What the exercise asks: Reproduce the data below line for line, without changing a single character.
++++ Input
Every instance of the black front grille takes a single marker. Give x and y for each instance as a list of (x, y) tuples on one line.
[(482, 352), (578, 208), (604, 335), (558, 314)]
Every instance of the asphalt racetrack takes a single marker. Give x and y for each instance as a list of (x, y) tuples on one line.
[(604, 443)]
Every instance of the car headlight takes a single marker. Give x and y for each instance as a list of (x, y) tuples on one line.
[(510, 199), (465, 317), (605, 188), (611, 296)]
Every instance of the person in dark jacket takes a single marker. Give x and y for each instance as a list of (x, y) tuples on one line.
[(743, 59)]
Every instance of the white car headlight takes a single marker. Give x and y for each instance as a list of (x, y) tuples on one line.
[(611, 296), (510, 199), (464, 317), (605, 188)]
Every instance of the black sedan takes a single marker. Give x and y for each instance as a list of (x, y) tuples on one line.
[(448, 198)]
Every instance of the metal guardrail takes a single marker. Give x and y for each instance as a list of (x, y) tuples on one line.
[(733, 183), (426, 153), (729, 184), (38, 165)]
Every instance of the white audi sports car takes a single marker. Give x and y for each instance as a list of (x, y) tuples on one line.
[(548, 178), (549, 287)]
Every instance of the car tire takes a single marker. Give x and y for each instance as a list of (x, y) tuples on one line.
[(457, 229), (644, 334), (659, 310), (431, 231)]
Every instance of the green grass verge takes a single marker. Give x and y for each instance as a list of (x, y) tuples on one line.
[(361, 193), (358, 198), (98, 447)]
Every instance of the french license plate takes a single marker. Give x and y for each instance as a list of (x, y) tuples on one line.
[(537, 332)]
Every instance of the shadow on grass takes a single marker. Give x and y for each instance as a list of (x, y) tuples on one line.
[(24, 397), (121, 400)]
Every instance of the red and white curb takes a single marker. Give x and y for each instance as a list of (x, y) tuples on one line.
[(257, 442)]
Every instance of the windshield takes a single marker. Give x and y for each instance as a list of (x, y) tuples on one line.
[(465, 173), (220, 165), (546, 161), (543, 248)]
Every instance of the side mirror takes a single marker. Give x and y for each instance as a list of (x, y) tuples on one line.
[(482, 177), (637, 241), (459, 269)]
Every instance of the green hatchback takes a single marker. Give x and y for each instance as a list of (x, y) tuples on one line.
++++++++
Written response:
Every instance of the black front grille takes a single marker. Give x and y for each instance as a list of (x, y) tuples on one line.
[(482, 352), (578, 208), (604, 335), (558, 314)]
Every instance of the asphalt racetrack takes a single marker. Give x and y for each instance as a list of (x, y) tuples on one line.
[(604, 443)]
Every instance of the car headlight takes a single marker. Give x and y for each instance as a list of (x, y) tuples on one line.
[(510, 199), (465, 317), (605, 188), (611, 296)]
Every instance of the person in dark jacket takes a single marker. Give x and y for each instance as a list of (x, y) tuples on one line.
[(743, 59)]
Every instance of the white car headlight takes a single marker. Give x and y for each instance as a list of (x, y) tuples on one line.
[(611, 296), (510, 199), (464, 317), (605, 188)]
Every instance of the black sedan takes a single marker. Give x and y for each instance as a list of (x, y) tuples on one line.
[(448, 198)]
Every instance of the metal guardrail takes a single marker. Give x and y for each instance as a list of (x, y) tuples on one line.
[(733, 183), (426, 153), (729, 184), (38, 165)]
Every instance of the white audi sports car takes a single marker. Give x and y for each instance as a list of (x, y) tuples on one line.
[(548, 178), (549, 287)]
Every instance of the car tire takes a single marker. Give x and y for each instance as a list of (x, y) tuples on one line.
[(457, 229), (644, 334), (659, 310), (431, 231)]
Every instance of the green grass verge takes a single marker. Give x and y for each instance as a list of (x, y) tuples on one line.
[(361, 193), (358, 198), (98, 447)]
Every instance of the french license plate takes a single marker. Give x and y for each instance as a list of (x, y) tuples on one line.
[(537, 332)]
Every instance of the shadow on grass takes a single marker. Give x and y for each instance as a list of (x, y) tuples on one line.
[(24, 397), (121, 400)]
Every instance of the red and white curb takes a single marker. Give x and y for each instance as a list of (x, y) tuples on one line.
[(257, 442)]
Every instance of the windshield takes a single marker. Give x and y for each instance as a list of (x, y) tuples on one line.
[(465, 173), (220, 165), (546, 161), (543, 248)]
Every instance of the side mirror takes a single marker. Give x and y for each instance as a list of (x, y) tuples on one line.
[(482, 177), (637, 241), (459, 269)]
Every instance of the green hatchback takes a single marker. Give x and y for each instance as a list of (x, y) tuples on one line.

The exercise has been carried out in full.